Set task:
Print the artist's notes on the Cubist Collection in full, word for word.

Text block:

-- begin --

The interior: Gustave Caillebotte, The Floor-Scrapers, 1875. Musee d'Orsay, Paris.
| Artist's Notes
Cubist Collection
Caillebotte's men scraping a floor extending the height of the walls. The table with black bust is taken from a still life by Georges Braque, but the bust is Picasso's. The balloon-like figure is a Picasso bather, carefully placed behind the Braque to give space and a feeling of pile-up. "Women Working with Buckets" by Malevich makes a general texture of cylinders which often show up in cubist texture. I found it more daring to use Malevich instead of Leger because there is more clutter. The easel is mine, it's here in the studio, and below is a Picasso still life with David Hockney chairs repeated. The lower and larger still life with black pear shapes is from Juan Gris and the blue musical instrument is Ozenfant. (Unpublished notebook entry, 1995)

-- end --

Record extracts:

-- begin --

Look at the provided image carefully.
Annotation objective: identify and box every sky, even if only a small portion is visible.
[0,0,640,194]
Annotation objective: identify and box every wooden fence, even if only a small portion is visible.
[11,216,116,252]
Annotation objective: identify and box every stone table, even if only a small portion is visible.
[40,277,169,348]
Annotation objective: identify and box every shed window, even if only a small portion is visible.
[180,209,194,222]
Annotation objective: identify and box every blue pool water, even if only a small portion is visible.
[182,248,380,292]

-- end --
-- begin --

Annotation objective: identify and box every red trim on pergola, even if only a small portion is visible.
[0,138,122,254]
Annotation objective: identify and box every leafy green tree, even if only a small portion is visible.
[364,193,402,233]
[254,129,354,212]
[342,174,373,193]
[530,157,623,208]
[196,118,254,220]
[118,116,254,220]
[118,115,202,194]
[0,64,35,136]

-- end --

Written solution:
The interior: Gustave Caillebotte, The Floor-Scrapers, 1875. Musee d'Orsay, Paris.
| Artist's Notes
Cubist Collection
Caillebotte's men scraping a floor extending the height of the walls. The table with black bust is taken from a still life by Georges Braque, but the bust is Picasso's. The balloon-like figure is a Picasso bather, carefully placed behind the Braque to give space and a feeling of pile-up. "Women Working with Buckets" by Malevich makes a general texture of cylinders which often show up in cubist texture. I found it more daring to use Malevich instead of Leger because there is more clutter. The easel is mine, it's here in the studio, and below is a Picasso still life with David Hockney chairs repeated. The lower and larger still life with black pear shapes is from Juan Gris and the blue musical instrument is Ozenfant. (Unpublished notebook entry, 1995)